• Stated task
Arrange the lines from the one containing "Run detection for pen" through the end of the records, both ends included, as a Markdown table with the columns Row and Line. Number each line in Row and leave out blank lines.

--- Start Data to use ---

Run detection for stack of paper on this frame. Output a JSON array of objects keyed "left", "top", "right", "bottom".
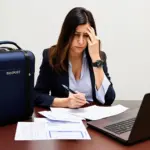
[
  {"left": 15, "top": 111, "right": 91, "bottom": 140},
  {"left": 51, "top": 105, "right": 128, "bottom": 120}
]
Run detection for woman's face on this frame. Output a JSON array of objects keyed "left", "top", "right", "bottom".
[{"left": 70, "top": 24, "right": 90, "bottom": 54}]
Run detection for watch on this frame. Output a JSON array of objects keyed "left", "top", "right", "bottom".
[{"left": 92, "top": 60, "right": 104, "bottom": 68}]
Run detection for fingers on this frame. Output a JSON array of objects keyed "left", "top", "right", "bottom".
[{"left": 69, "top": 92, "right": 86, "bottom": 108}]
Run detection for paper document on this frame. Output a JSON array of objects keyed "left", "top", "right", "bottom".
[
  {"left": 51, "top": 104, "right": 128, "bottom": 120},
  {"left": 15, "top": 118, "right": 91, "bottom": 140},
  {"left": 39, "top": 111, "right": 83, "bottom": 122}
]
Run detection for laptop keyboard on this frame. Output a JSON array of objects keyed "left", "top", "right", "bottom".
[{"left": 104, "top": 118, "right": 135, "bottom": 134}]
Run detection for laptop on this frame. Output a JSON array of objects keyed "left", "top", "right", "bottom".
[{"left": 87, "top": 93, "right": 150, "bottom": 145}]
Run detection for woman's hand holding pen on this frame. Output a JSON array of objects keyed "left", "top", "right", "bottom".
[{"left": 68, "top": 92, "right": 87, "bottom": 108}]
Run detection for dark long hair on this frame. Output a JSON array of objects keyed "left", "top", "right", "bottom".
[{"left": 49, "top": 7, "right": 97, "bottom": 72}]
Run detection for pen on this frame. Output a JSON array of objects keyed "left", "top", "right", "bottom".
[
  {"left": 62, "top": 84, "right": 77, "bottom": 94},
  {"left": 62, "top": 84, "right": 89, "bottom": 104}
]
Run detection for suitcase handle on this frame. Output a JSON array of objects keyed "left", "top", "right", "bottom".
[{"left": 0, "top": 41, "right": 21, "bottom": 50}]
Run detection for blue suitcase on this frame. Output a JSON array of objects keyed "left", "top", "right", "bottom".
[{"left": 0, "top": 41, "right": 35, "bottom": 125}]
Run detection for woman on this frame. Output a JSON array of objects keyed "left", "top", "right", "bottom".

--- End Data to use ---

• Solution to this exercise
| Row | Line |
|---|---|
| 1 | Run detection for pen on this frame. Output a JSON array of objects keyed "left", "top", "right", "bottom". |
| 2 | [ |
| 3 |   {"left": 62, "top": 84, "right": 77, "bottom": 94}, |
| 4 |   {"left": 62, "top": 84, "right": 89, "bottom": 104} |
| 5 | ] |
| 6 | Run detection for suitcase handle on this frame. Output a JSON array of objects keyed "left", "top", "right", "bottom". |
| 7 | [{"left": 0, "top": 41, "right": 21, "bottom": 50}] |
| 8 | Run detection for blue suitcase on this frame. Output a JSON array of objects keyed "left", "top", "right", "bottom". |
| 9 | [{"left": 0, "top": 41, "right": 35, "bottom": 125}] |
| 10 | Run detection for woman on this frame. Output a JSON array of objects keyed "left", "top", "right", "bottom". |